Given task 1:
From the forum thread on A=432 Hz tuning, copy verbatim the passage that begins at the words "## Doug Gifford" and stops after the words "(Jan 6, 2020)".

Text extract:
# A=432hz "Scientific Pitch" Valid or just another number?



## Doug Gifford (Jun 8, 2019)

I'm a firm believer in the validity of temperaments. Scientific Pitch? Not so much. But I know people who are wedded to this notion.

https://en.wikipedia.org/wiki/Scientific_pitch


----------



## Mikev7305 (Jan 6, 2020)

I tried keeping my acoustic Tuned to 432 for a while, and I found it easier to sing to mainly. It is a pretty relaxing sound. But music doesn't always need to be relaxing, sometimes I want angry or awkward sounding. Its an odd thing, but I wasn't ever satisfied with anything other than calming music on it. 

I also think it's all arbitrary. A cycle of a wave over a second, who decides the length of a second? What if way back we decided that instead of a day being split into 24hrs of 60 minutes of 60 seconds, it was 20 hours of who knows how many minutes and seconds. And a second instead lasted 1.3175839x the length of our normal second. Then the "scientific pitch" would be different as well because the common denominator would be different. 

It's just an easy way to do quick math on round numbers is all I think. 

Now let's talk about tuning our instruments to intervals of the schummann resonance 7.83hz. Maybe that will do some magic for the world?


----------



## bw66 (Dec 17, 2009)

I know a few people who have "discovered" A432 and swore by it's superiority for weeks on end... until they didn't.

Our brains crave novelty and often equate "different" with "better", so the first time it hears A432 it says "Whoa!" Once it gets used to A432, it hears A440 and says "Whoa!", but not quite as loud.


----------



## Mooh (Mar 7, 2007)

Given task 2:
How many lines of the records contain the word "Target"? Reply with the number alone.

Material shown:
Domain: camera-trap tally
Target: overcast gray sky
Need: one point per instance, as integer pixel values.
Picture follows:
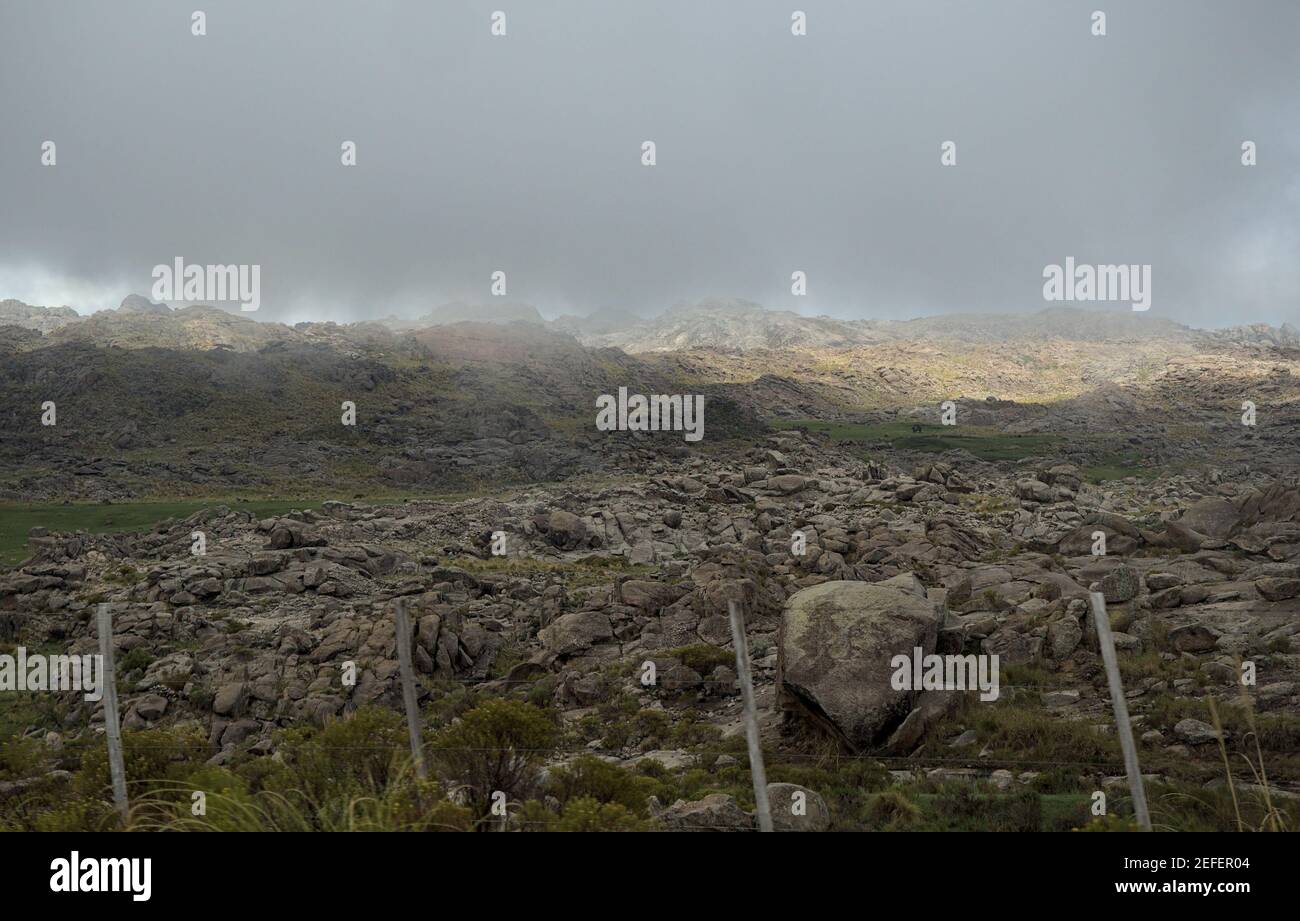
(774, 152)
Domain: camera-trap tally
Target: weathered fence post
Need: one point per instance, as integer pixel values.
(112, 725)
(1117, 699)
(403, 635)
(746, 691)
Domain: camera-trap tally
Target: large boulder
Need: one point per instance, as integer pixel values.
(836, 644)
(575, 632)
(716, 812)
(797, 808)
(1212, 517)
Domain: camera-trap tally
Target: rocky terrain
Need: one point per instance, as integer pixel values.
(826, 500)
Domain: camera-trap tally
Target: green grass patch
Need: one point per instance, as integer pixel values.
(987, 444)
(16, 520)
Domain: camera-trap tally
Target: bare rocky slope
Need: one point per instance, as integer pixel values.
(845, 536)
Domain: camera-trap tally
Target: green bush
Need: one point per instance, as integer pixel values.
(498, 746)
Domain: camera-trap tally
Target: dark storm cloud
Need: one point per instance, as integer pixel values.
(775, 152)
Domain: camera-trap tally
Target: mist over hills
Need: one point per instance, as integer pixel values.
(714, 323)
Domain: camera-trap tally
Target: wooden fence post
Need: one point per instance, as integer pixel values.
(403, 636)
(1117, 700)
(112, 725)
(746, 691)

Worked answer 1:
## Doug Gifford (Jun 8, 2019)

I'm a firm believer in the validity of temperaments. Scientific Pitch? Not so much. But I know people who are wedded to this notion.

https://en.wikipedia.org/wiki/Scientific_pitch


----------



## Mikev7305 (Jan 6, 2020)

Worked answer 2:
10